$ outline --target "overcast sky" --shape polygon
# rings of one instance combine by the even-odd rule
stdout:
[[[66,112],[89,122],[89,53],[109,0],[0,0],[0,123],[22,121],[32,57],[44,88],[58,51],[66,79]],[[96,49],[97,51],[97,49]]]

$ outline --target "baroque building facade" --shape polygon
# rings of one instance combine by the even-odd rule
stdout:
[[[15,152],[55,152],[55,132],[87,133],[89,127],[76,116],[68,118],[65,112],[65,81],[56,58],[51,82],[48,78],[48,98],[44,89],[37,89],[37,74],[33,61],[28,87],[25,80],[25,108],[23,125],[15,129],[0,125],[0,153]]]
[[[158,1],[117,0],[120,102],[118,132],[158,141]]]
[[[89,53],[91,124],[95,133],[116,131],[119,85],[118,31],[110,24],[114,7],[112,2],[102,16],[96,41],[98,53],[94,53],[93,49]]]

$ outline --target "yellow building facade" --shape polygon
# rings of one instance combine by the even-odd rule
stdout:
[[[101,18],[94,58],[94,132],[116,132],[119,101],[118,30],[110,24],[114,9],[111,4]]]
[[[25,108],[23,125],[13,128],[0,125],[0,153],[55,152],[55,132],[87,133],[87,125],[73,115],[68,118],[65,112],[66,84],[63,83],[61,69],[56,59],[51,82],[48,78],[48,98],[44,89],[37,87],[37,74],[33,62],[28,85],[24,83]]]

------------------------------------

Update the records by replacing "building facade" with "building front" everywhere it appears, leaving everything else unchanged.

### Response
$ outline --target "overcast sky" --shape polygon
# rings of one instance combine by the even-odd rule
stdout:
[[[66,112],[89,122],[89,53],[109,0],[0,0],[0,123],[22,121],[32,57],[44,88],[58,51],[66,79]],[[96,49],[97,51],[97,49]]]

$ outline --target "baroque building front" --shape polygon
# rings of one instance combine by the even-odd rule
stdout:
[[[15,152],[55,152],[55,132],[87,133],[89,127],[76,116],[68,118],[65,112],[65,81],[56,58],[51,82],[48,78],[48,98],[44,89],[37,89],[37,74],[33,61],[28,87],[25,80],[25,108],[23,125],[15,129],[0,125],[0,153]]]
[[[158,1],[117,0],[120,102],[118,132],[158,141]]]
[[[89,53],[91,124],[95,133],[116,131],[119,85],[118,31],[110,24],[114,7],[112,2],[102,16],[96,41],[98,53],[94,53],[93,49]]]

$ outline --target "yellow building front" --shape polygon
# rings of one instance combine by the even-odd rule
stdout:
[[[101,18],[94,58],[94,132],[116,132],[119,101],[118,30],[110,24],[114,9],[111,4]]]
[[[25,108],[23,125],[13,128],[0,125],[0,153],[55,152],[55,132],[87,133],[87,125],[73,115],[68,118],[65,112],[66,84],[63,83],[61,69],[56,59],[51,82],[48,78],[48,98],[44,89],[37,87],[37,74],[33,62],[28,85],[24,83]]]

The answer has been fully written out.